• _INSTRUCTION_
Write out the whole listing exactly as it stands.

• _INPUT_
++++++++++
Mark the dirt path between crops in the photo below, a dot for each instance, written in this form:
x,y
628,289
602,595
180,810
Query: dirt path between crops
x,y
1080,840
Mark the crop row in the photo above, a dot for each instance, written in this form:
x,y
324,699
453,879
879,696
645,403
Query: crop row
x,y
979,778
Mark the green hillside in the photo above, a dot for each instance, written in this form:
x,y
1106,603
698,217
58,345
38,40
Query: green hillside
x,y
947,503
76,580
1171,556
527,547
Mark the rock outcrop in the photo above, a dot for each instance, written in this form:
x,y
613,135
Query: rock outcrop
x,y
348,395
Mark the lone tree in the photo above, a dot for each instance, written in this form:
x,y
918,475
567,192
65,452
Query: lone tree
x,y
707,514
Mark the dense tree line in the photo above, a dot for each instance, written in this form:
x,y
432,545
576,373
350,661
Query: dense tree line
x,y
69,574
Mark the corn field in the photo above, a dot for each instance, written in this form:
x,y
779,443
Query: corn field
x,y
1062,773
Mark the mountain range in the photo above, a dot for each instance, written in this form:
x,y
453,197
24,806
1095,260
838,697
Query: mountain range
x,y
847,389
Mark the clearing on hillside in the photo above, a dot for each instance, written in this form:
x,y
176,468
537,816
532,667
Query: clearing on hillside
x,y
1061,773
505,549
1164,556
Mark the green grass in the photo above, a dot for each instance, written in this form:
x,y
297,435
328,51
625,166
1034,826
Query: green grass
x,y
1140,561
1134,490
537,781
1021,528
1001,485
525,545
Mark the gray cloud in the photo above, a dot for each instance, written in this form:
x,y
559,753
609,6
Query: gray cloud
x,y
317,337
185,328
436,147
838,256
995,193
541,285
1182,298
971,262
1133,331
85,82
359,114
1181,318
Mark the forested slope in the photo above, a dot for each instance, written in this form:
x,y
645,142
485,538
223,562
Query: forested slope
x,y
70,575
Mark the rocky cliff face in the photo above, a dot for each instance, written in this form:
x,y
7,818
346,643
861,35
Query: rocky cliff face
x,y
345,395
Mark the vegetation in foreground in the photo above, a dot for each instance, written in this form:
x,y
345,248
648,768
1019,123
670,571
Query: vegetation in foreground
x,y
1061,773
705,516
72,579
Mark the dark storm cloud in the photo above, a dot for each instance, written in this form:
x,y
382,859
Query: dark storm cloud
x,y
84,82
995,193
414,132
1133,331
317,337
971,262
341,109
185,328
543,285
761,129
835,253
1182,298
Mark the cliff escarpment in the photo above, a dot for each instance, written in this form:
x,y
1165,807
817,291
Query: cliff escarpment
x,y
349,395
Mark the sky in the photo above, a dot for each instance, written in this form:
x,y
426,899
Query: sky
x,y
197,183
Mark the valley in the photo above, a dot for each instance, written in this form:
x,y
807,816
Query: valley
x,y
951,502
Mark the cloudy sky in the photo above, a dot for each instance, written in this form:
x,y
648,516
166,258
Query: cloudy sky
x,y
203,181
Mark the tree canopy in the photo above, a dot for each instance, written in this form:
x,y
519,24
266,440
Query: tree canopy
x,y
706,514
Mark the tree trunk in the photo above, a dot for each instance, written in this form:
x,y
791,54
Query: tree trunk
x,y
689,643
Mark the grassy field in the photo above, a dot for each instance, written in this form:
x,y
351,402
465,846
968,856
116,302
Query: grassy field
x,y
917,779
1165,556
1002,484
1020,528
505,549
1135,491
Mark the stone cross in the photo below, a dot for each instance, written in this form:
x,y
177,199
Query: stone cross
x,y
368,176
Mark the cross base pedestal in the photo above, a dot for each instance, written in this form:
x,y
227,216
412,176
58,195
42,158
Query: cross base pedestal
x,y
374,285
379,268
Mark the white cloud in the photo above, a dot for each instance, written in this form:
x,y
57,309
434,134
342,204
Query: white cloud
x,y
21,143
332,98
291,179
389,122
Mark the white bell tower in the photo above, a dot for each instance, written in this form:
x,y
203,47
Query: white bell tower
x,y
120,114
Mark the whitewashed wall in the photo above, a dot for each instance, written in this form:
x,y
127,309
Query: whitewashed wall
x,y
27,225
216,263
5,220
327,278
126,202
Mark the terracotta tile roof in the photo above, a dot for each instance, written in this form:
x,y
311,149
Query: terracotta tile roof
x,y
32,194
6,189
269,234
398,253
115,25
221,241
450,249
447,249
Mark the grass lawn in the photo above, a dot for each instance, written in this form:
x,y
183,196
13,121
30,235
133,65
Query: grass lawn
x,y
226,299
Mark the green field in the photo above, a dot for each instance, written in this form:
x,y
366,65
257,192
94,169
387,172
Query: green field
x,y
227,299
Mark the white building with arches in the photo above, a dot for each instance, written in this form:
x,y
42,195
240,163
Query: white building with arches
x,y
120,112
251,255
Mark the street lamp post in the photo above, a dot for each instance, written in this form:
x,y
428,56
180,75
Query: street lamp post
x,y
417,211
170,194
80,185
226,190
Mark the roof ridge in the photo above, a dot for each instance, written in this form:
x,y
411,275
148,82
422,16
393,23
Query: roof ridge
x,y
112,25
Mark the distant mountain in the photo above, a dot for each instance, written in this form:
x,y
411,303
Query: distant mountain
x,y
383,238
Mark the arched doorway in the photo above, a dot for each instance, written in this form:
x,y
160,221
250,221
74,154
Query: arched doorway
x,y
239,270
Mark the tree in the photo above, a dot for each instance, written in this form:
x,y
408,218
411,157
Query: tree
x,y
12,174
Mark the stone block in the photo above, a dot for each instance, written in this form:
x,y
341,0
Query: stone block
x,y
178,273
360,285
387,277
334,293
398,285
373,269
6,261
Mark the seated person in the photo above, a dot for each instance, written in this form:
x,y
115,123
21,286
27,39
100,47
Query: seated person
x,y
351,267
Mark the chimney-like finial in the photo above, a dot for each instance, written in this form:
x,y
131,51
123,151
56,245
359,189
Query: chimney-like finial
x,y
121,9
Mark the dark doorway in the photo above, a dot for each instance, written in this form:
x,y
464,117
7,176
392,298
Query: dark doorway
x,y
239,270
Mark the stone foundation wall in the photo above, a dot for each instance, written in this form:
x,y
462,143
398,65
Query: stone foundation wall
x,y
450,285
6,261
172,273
++++++++++
• _RESPONSE FOR THIS EXERCISE_
Mark the dirt path between crops in the photo below, a dot for each instance, written in this form:
x,y
628,289
602,595
180,810
Query: dirt path between crops
x,y
1080,840
Mark the crop row in the photo above, a dot for each instance, written in this form:
x,y
324,699
453,879
879,696
645,403
Query: crop row
x,y
979,778
Mark the green hillside in the photo above, a dot for each instance, written in this form:
x,y
1106,603
698,217
58,345
38,40
Query: green hillside
x,y
947,503
76,580
1171,556
527,547
Mark the rock outcrop in the photo above, a dot for each instance, written in this form:
x,y
613,135
Query: rock outcrop
x,y
348,395
Mark the lone tree in the photo above, a dot for each instance, written in this form:
x,y
918,475
567,192
65,452
Query: lone tree
x,y
707,514
Mark the dense tree line in the photo above, a dot for each instance, written in this form:
x,y
432,545
576,373
350,661
Query: dense tree line
x,y
69,574
Mark the corn field in the photo above, a dot for each instance, written in this form:
x,y
779,443
Query: corn field
x,y
1062,773
Mark the mountain range in the photo above, a dot for each instance, written in this form:
x,y
453,197
24,806
1095,260
838,697
Query: mountain range
x,y
847,389
Mark the clearing on hillside in the photo above, a dot for each instance, written in this form:
x,y
176,468
537,816
532,667
Query: clearing on hillside
x,y
1061,773
505,549
1164,556
Mark the green grass in the photo above, a dot for each instance, written in this form:
x,y
297,435
328,51
625,166
1034,826
Query: green grass
x,y
1140,561
1134,490
537,781
1021,528
1001,485
525,545
Mark the gray cloud in the photo above, a dot for each instance, written in this form:
x,y
559,753
609,6
Query: gray cloud
x,y
317,337
185,328
436,147
838,256
995,193
541,285
1182,298
971,262
1133,331
85,82
359,114
1181,318
Mark the forested slope in the photo above, a dot for each instance, written in this form:
x,y
645,142
485,538
223,562
Query: forested slope
x,y
70,575
Mark the rocky cliff face in the photo above, a dot for each instance, written in this form:
x,y
7,818
346,643
861,35
Query: rocky cliff face
x,y
345,395
Mark the vegetation in foreground in the photo above, a dot for each instance, written in this form:
x,y
345,248
648,768
1019,123
670,571
Query: vegetation in foreground
x,y
1061,773
705,516
72,579
Mark the dark storm cloud in the photo above, a dot for each instance, written in this form:
x,y
382,859
Query: dark storm cloud
x,y
84,82
995,193
414,132
1133,331
317,337
971,262
341,109
185,328
543,285
761,129
835,253
1182,298
Mark the cliff escarpment in the photo above, a dot for each instance, written in this form:
x,y
1165,807
817,291
Query: cliff escarpment
x,y
349,395
Mark the sky in the photo above, a dot for each instance, written in this form:
x,y
426,899
Query: sky
x,y
197,183
Mark the valley in the photo above, a dot for each instance, written in this form:
x,y
807,816
Query: valley
x,y
951,502
Mark the cloudy sky in the photo above, a dot for each instance, written in this form:
x,y
648,516
166,258
Query: cloudy sky
x,y
203,181
Mark the tree canopy in the photo above, a dot for each instance, written in this form:
x,y
519,24
266,440
Query: tree canopy
x,y
706,514
Mark the tree trunk in the photo above, a dot for each instance, written in this form:
x,y
791,54
Query: tree trunk
x,y
689,643
Mark the grassy field in the photo above, a dot for each instance, written in this form:
x,y
351,402
465,846
968,856
116,302
Query: grassy field
x,y
917,779
1165,556
1002,484
1020,528
505,549
1135,491
Mark the stone cross in the photo below, a dot for each instance, written in this form:
x,y
177,199
Query: stone cross
x,y
368,176
Mark the cross base pedestal in the photo above, a dot for each instance, written in this form:
x,y
227,216
412,176
58,195
42,158
Query: cross base pedestal
x,y
374,285
379,268
Mark the white cloud in the photo above, a dot for each instance, written in this form:
x,y
57,309
434,134
342,204
Query: white cloud
x,y
21,143
332,98
291,179
389,122
Mark the white bell tower in the photo above, a dot for each instance, written in this form:
x,y
203,47
Query: white bell tower
x,y
120,114
Mark the whitewashed wall in the photo above, a dot for each instance, written in this form:
x,y
127,309
Query: whitewashed wall
x,y
27,225
216,263
5,220
327,278
126,202
Mark the terracotta tile roof in the photo above, a dot for each instance, written in this form:
x,y
311,149
Query: terracotta tile roof
x,y
32,194
6,189
269,234
398,253
115,25
221,241
450,249
447,249
Mark the grass lawn in the photo above, a dot for each instance, written in this form:
x,y
183,196
13,121
30,235
133,65
Query: grass lawn
x,y
226,299
Mark the green field in the photo above, a dot for each instance, written in this form:
x,y
366,65
257,192
94,169
387,172
Query: green field
x,y
227,299
Mark the white building with arches in the photo above, a dot for each instance, written in this form:
x,y
42,195
240,163
Query: white building with arches
x,y
120,112
251,255
Mark the street lamp post in the photo above, a dot for each instance, written in this form:
x,y
428,56
180,75
Query: street lamp post
x,y
417,211
170,194
80,185
226,190
Mark the roof ridge in the photo above, a dot for each instance, written in this form:
x,y
411,275
148,82
422,16
393,23
Query: roof ridge
x,y
112,25
Mark the distant mountain in the photo above, a dot for each instance, written in this form:
x,y
411,303
Query: distant mountain
x,y
383,238
Mark the arched doorway in the photo above, a dot for each instance, written in this form:
x,y
160,221
250,221
74,154
Query: arched doorway
x,y
239,270
Mark the tree in the photo above, a dot for each instance, written in this form:
x,y
408,218
411,157
Query: tree
x,y
12,174
Mark the stone block in the photo above, a dot for each instance, written in this form:
x,y
341,0
Query: stone block
x,y
178,273
360,285
387,277
334,293
398,285
373,269
6,261
Mark the seated person in the photo above, a dot for each instance, written in this form:
x,y
115,123
21,286
27,39
100,47
Query: seated person
x,y
351,267
Mark the chimney-like finial in the photo above, a dot for each instance, written in this form:
x,y
131,51
123,151
56,245
359,189
Query: chimney-like finial
x,y
121,9
Mark the dark doorway in the photo above, a dot for each instance, written in this form:
x,y
464,117
7,176
392,298
Query: dark doorway
x,y
239,270
Mark the stone foundation wall in the photo above, a dot for each instance, written in this form:
x,y
462,143
398,65
Query: stone foundation wall
x,y
450,285
6,261
172,273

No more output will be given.